━━ Teks bacaan ━━

Bangka Mbule-mbule

Bangka Mbule-mbule adalah tradisi tahunan berupa melarung sesajen ke laut yang diarak oleh perahu-perahu nelayan dan berasal dari kabupaten Wakatobi. Tradisi ini awalnya bertujuan sebagai ungkapan rasa syukur usai panen jagung, namun sekarang ritual ini bermaksan sebagai tradisi tolak bala, kesialan atau kutukan yang disebabkan roh jahat yang ditandai dengan menghanyutkan perahu ke laut di ujung perjalanan ritual.[1]

Sesajen yang dilarung berupa sejumlah hasil bumi seperti jagung, ubi, telur,[1] daun sirih, pinang [2] dan orang-orangan berjumlah dua buah sebagai simbol roh jahat yang sebelumnya telah diarak keliling kampung.[3]

Sesajen yang dilarung adalah harapan permohonan kepada penguasa alam laut agar memberikan rejeki pada nelayan saat melaut sekaligus menjauhkan dari marabahaya ganasnya gelombang laut perairan laut Wakatobi.[2]

Sejarah sunting

Masyarakat mempercayai bahwa terdapat roh-roh jahat yang dapat mencelakakan manusia dan untuk menghindari hal tersebut perlu diadakan sebuah acara adat yang dapat memberikan suasana damai dan tenang. Sehingga diadakanlah tradisi Bangka Mbule-mbule yang biasanya dilaksanakan pada bulan ke-7 pada saat masyarakat panen padi.

Pemilihan bulan ke-7 tersebut juga dikarenakan masyarakat dan tokoh adat (Syara) sekitar percaya bahwa pada bulan tersebut adalah waktu yang baik dalam memberi sedekah kepada alam dan roh-roh yang yang menggangggu masyarakat sekitar.

Awalnya tradisi Bangka Mbule-mbule merupakan ritual tradisional masyarakat Mandati Selatan, kecamatan Wangi-Wangi, yang dilakukan sekali dalam setahun atau dalam empat tahun sekali jika ada bencana alam, gagal panen, ketidakstabilan, dan gangguan lain.[4] Tradisi ini akan dilakukan apabila sedang musim paceklik ikan dan kondisi cuaca buruk di laut sehingga nelayan penangkap ikan tidak bisa melaut.[2]

Selain itu juga dikarenakan masalah seperti musim kemarau panjang, te koranga mbea’e o hoto nei (gagal panen), o hama’o na bha’ehembulata ikoranga (banyaknya panen terserang hama) dan kelelei (ternak sering mati), maka Bangka mbule-mbule berfungsi sebagai media ritual yang bisa menghubungkan antara manusia dengan te onitu mbeaka iita (mahkluk halus) agar untuk tidak mengganggu kehidupan masyarakat yang ada di desa Mandati.

━━━
━━ Bahan yang disediakan ━━

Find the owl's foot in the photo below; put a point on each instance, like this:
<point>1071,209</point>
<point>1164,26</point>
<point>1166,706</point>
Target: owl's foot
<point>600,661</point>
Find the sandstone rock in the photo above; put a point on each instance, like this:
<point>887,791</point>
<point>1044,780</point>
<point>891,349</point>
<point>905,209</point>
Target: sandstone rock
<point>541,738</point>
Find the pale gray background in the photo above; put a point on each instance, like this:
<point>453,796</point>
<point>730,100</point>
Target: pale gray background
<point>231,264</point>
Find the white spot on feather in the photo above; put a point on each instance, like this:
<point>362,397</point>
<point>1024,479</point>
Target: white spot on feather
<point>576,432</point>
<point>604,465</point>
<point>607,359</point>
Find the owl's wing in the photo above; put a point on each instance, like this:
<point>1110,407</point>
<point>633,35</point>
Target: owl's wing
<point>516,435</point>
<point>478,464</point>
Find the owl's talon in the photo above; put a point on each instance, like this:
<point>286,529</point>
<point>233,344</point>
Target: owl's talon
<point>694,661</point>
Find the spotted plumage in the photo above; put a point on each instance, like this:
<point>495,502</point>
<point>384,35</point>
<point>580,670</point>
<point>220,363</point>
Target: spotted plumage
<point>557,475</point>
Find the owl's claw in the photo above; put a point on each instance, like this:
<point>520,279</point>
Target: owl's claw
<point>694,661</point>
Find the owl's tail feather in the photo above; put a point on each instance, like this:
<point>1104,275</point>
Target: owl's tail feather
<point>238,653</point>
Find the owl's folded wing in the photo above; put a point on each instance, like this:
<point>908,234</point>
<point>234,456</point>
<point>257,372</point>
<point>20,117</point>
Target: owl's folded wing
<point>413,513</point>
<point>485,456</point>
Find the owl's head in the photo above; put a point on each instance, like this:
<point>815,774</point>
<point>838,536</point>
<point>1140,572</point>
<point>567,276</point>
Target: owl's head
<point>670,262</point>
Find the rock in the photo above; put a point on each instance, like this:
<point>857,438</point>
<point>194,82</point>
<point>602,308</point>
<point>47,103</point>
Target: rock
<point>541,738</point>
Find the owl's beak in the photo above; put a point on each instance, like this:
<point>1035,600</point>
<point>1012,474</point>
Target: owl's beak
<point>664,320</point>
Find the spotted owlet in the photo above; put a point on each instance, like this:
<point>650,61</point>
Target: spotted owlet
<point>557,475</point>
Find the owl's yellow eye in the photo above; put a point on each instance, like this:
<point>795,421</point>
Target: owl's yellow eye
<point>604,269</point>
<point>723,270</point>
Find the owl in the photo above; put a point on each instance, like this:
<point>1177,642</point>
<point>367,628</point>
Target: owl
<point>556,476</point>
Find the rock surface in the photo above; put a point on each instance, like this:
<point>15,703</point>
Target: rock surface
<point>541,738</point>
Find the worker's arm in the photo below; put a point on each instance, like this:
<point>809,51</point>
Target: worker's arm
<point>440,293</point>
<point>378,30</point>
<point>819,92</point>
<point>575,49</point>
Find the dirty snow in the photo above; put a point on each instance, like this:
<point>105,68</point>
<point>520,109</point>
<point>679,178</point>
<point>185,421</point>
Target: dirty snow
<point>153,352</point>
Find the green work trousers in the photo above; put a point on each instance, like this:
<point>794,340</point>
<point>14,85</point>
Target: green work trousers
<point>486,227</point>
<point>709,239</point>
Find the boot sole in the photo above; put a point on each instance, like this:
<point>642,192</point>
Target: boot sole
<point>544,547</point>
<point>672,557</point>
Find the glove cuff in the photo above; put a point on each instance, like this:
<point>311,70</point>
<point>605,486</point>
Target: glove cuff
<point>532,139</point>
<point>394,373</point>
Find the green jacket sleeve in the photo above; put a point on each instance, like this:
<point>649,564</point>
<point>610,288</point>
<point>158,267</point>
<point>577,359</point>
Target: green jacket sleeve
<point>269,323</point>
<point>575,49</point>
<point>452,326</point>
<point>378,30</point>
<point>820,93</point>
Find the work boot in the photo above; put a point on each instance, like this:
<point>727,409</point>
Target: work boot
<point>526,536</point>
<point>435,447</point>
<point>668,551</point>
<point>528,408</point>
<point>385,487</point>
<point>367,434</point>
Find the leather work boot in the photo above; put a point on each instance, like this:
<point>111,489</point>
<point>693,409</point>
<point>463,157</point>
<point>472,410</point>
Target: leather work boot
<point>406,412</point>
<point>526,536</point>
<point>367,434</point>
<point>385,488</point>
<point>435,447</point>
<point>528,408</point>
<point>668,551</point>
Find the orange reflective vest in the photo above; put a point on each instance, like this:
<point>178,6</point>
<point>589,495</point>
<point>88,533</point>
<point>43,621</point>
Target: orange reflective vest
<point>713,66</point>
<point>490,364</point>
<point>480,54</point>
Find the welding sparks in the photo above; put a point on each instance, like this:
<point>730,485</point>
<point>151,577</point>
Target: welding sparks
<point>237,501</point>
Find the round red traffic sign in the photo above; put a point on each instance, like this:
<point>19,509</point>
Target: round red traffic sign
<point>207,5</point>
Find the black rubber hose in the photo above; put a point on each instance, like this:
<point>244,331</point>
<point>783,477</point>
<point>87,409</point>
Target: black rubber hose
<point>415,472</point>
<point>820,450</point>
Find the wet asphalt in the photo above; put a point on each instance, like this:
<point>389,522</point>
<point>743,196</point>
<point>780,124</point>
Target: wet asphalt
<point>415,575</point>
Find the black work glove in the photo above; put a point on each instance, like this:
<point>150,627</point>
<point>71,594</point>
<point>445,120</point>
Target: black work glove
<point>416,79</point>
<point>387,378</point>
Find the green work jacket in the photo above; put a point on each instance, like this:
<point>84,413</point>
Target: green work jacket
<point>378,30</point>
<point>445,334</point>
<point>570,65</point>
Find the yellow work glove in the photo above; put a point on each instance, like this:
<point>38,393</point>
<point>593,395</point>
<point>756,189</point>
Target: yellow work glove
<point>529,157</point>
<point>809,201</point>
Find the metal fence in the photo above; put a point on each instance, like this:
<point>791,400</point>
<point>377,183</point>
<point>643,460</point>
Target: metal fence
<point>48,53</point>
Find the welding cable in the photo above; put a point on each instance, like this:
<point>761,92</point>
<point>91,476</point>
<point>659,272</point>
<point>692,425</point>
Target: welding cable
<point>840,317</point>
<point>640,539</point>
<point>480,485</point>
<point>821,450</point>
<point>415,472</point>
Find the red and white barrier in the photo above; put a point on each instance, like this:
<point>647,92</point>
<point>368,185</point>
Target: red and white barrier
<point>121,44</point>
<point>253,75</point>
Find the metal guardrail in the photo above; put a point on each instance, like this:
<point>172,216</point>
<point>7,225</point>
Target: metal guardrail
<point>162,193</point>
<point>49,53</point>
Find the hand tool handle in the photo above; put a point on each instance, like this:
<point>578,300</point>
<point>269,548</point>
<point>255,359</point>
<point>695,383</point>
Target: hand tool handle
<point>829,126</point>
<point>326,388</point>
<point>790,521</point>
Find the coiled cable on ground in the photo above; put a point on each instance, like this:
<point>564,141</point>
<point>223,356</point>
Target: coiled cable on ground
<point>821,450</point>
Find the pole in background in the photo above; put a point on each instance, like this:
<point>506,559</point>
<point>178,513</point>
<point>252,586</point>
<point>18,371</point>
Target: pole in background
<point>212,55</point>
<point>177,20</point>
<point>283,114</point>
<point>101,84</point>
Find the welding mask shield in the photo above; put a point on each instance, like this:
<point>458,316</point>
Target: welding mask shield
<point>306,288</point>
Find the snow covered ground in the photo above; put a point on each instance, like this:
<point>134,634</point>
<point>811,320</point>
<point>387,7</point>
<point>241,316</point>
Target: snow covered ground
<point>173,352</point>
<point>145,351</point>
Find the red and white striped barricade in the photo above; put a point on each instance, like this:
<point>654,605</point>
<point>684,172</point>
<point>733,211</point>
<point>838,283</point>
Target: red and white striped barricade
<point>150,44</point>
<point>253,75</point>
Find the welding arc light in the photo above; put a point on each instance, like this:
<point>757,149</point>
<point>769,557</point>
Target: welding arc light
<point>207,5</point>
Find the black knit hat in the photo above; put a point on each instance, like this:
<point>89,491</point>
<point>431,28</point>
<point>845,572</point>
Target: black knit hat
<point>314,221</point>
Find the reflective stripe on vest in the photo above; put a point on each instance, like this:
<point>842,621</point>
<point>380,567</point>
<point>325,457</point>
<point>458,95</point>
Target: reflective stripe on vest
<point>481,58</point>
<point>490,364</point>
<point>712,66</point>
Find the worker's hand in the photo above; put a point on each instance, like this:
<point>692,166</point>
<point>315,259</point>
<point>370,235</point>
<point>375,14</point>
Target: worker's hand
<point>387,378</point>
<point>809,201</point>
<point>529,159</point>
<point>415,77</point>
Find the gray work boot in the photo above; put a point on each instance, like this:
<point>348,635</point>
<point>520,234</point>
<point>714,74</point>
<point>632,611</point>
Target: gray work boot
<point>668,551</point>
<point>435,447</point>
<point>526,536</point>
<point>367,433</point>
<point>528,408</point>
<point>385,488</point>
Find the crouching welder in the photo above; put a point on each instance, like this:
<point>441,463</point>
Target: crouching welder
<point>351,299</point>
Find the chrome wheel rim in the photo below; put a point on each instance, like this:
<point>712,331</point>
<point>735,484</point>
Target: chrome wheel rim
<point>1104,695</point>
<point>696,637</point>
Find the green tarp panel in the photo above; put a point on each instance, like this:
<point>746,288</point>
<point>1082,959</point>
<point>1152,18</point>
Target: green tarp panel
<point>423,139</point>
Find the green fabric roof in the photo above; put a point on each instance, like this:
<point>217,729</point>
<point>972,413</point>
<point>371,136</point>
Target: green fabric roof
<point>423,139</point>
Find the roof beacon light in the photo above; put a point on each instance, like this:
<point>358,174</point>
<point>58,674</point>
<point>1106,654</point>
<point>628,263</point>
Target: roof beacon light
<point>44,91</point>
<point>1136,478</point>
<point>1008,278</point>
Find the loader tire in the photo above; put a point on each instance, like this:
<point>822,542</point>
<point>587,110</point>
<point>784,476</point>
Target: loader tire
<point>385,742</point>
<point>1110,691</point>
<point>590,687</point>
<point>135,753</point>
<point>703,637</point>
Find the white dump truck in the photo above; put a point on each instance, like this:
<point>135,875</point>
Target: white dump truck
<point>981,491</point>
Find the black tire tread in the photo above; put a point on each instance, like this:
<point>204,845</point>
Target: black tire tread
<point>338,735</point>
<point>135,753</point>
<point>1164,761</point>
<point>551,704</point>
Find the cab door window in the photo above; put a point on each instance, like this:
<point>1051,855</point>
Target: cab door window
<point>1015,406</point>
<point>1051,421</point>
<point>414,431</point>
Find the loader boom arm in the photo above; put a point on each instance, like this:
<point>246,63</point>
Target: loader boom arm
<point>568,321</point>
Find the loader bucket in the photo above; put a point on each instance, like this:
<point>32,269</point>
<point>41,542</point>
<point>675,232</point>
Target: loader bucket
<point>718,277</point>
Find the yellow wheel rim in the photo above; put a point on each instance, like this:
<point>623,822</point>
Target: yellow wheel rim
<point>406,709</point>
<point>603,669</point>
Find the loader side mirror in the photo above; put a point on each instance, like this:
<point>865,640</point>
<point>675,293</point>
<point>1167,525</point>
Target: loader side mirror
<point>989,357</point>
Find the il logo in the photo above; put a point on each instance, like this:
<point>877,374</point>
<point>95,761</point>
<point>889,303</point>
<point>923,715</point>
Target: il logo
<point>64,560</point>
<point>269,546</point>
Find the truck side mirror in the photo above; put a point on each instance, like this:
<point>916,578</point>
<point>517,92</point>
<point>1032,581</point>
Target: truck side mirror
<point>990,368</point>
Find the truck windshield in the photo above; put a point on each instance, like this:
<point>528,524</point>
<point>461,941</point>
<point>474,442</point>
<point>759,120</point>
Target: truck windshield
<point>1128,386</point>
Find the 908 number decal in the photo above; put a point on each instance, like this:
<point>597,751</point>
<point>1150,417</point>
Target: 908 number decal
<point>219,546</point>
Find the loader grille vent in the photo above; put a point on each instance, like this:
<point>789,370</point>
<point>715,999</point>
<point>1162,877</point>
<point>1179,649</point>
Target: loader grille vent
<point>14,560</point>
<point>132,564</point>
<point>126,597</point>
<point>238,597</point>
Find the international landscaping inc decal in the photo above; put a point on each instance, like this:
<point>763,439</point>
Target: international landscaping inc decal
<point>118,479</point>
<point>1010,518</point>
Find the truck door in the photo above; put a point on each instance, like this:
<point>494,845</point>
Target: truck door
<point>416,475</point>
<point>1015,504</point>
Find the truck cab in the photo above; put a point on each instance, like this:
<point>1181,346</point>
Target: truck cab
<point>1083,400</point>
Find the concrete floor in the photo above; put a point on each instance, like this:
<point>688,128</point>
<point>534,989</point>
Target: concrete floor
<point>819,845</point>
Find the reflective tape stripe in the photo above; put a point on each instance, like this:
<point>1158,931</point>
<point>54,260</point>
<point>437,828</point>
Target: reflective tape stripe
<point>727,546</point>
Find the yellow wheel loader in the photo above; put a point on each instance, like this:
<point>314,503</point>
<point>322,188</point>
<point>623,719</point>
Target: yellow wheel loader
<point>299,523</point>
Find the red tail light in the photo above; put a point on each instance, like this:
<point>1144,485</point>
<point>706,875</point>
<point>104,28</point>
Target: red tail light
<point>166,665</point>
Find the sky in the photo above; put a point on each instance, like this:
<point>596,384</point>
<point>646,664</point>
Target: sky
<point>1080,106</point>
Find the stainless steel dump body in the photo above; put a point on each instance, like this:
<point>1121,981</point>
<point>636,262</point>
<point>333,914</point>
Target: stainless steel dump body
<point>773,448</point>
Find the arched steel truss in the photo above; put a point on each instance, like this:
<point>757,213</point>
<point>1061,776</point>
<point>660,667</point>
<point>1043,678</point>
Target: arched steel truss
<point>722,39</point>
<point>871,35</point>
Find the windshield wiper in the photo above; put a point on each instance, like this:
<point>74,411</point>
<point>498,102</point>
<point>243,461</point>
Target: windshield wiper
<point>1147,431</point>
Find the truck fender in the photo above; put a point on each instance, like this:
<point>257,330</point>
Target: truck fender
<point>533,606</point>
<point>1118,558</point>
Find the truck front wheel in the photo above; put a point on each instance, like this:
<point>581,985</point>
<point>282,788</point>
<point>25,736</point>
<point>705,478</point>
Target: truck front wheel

━━━

# Tugas A
Ringkas paragraf dalam teks bacaan yang diawali "Awalnya tradisi Bangka Mbule-mbule" menjadi daftar berbutir yang tetap memuat fakta utamanya.
# Tugas B
Ubah "side mirror" menjadi "wing mirror" pada baris-baris data, mulai dari baris yang memuat "Find the loader side" dan berakhir di baris yang memuat "<point>990,368</point>". Tuliskan hanya baris-baris tersebut.

# Hasil latihan A
- Asal: ritual tradisional masyarakat Mandati Selatan, kecamatan Wangi-Wangi.
- Waktu pelaksanaan: sekali setahun, atau empat tahun sekali jika terjadi bencana alam, gagal panen, ketidakstabilan, dan gangguan lain.
- Pemicu: musim paceklik ikan dan cuaca buruk di laut yang membuat nelayan tidak bisa melaut.

# Hasil latihan B
Find the loader wing mirror in the photo above; put a point on each instance, like this:
<point>865,640</point>
<point>675,293</point>
<point>1167,525</point>
Target: loader wing mirror
<point>989,357</point>
Find the il logo in the photo above; put a point on each instance, like this:
<point>877,374</point>
<point>95,761</point>
<point>889,303</point>
<point>923,715</point>
Target: il logo
<point>64,560</point>
<point>269,546</point>
Find the truck wing mirror in the photo above; put a point on each instance, like this:
<point>916,578</point>
<point>517,92</point>
<point>1032,581</point>
Target: truck wing mirror
<point>990,368</point>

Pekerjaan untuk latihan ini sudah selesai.